# [Selection]

▼

In his Foreword, Richard A. Lupoff vividly describes his first exposure to science fiction pulps. Do you remember your first exposure to the genre?

I'd heard of pulp magazines, of course, but I think the first time I saw one was at the house of pulp collector and science fiction/thriller novelist Frank M. Robinson. Of course, little did I know that so many of the SF stories I'd read as a teenager had been first published in the pulps. My first science fiction reading, which made me a fan of the genre, came at fifteen when I read Anthony Boucher's Treasury of Science Fiction two-volume set, which was a gift from my uncle who at the time worked for the publisher. Those stories, which included "Waldo" by Robert Heinlein and "The Stars My Destination" by Alfred Bester, turned me into a fan of the genre. Again, I did not know their publishing history until over a decade later.

When/how did you decide on the format for the book (gathering comments from multiple subjects about a topic) rather than printing the interview(s) with specific subjects? What was your process for putting the book together in this way?

From the early days of Probabilities, I was the editor of our interviews for air. So I'd listened to all of them in their entirety. I knew instinctively that many would not have worked as full transcriptions—too much interrupting, questions that didn't produce the right answers, false starts, etc.—and also knew that each would have required almost as many footnote references as the length of the interviews themselves. That's when I decided to create topics and pick and choose the paragraphs that were usable. It was pretty much for fun. I didn't realize it might actually be a book until far along in the process.

▲

# [Stated exercise 1]
Answer these questions about the interview:
(a) At what age did the speaker first read science fiction that made them a fan of the genre?
(b) At whose house does the speaker think they first saw a pulp magazine?
(c) What job did the speaker hold from the early days of Probabilities?
The interview and the rows are unrelated to each other.

[Named object pointing rows]

▼

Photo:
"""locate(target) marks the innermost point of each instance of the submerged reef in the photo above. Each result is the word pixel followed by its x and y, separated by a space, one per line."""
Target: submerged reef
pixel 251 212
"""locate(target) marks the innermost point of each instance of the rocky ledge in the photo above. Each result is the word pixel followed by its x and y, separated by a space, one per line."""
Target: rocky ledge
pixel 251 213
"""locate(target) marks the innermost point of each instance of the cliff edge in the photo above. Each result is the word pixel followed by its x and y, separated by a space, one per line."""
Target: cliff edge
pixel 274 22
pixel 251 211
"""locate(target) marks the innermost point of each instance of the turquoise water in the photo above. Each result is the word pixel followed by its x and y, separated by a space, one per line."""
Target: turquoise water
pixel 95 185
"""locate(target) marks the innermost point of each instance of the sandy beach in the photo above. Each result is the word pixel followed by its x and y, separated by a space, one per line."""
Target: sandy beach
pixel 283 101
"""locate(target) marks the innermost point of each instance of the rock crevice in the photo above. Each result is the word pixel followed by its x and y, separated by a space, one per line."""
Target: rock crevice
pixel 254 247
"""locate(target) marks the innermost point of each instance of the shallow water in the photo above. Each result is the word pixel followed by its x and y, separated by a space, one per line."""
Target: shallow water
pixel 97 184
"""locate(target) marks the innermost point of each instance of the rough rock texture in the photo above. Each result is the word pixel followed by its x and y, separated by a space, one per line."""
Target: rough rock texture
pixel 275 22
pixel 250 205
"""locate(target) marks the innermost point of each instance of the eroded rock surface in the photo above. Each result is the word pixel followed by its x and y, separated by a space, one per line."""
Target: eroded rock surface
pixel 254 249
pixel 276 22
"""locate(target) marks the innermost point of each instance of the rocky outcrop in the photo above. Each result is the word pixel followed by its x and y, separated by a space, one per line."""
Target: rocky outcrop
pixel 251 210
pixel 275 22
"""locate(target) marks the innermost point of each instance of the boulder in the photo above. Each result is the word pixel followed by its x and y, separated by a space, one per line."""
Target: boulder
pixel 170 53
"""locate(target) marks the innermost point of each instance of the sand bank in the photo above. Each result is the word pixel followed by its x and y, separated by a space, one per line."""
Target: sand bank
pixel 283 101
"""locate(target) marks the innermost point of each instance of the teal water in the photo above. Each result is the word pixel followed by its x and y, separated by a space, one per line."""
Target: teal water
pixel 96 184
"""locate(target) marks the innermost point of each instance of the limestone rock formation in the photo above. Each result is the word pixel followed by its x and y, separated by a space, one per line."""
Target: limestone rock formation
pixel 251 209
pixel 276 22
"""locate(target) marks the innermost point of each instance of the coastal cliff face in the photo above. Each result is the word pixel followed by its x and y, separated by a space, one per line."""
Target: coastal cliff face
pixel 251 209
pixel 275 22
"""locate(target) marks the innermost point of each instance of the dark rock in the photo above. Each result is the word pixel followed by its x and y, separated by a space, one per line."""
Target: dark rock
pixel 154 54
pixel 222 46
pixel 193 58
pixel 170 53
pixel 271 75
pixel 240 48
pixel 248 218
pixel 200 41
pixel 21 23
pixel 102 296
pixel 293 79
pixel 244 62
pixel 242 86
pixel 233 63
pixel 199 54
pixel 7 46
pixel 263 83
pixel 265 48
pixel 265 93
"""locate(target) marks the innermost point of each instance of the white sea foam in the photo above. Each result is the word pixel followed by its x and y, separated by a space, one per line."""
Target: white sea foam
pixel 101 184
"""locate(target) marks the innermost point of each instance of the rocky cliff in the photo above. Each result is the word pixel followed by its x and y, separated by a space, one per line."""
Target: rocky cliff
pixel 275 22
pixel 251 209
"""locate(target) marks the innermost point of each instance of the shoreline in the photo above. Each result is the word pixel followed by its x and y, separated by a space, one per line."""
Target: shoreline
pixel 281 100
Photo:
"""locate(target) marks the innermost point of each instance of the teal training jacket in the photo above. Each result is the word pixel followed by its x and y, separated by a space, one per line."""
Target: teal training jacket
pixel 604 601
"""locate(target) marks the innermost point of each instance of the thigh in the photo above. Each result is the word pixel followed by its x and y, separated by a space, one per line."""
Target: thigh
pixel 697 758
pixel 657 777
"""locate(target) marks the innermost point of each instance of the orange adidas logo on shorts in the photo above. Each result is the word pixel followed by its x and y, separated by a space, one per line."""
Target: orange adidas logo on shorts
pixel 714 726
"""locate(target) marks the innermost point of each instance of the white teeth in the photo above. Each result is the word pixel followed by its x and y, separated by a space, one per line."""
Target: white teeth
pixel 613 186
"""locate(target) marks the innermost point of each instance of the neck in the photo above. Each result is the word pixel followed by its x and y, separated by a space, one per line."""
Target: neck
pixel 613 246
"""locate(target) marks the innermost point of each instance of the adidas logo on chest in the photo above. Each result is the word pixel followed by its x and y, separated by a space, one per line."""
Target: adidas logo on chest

▲

# [Stated exercise 2]
Convert the rows into a JSON list of strings, one string per line and blank lines left out, starting with the line that contains "of the turquoise" and going on through the line that contains "pixel 95 185".

# [Finished answer 1]
(a) Fifteen.
(b) Frank M. Robinson's.
(c) Editor of the interviews for air.

# [Finished answer 2]
[
  "\"\"\"locate(target) marks the innermost point of each instance of the turquoise water in the photo above. Each result is the word pixel followed by its x and y, separated by a space, one per line.\"\"\"",
  "Target: turquoise water",
  "pixel 95 185"
]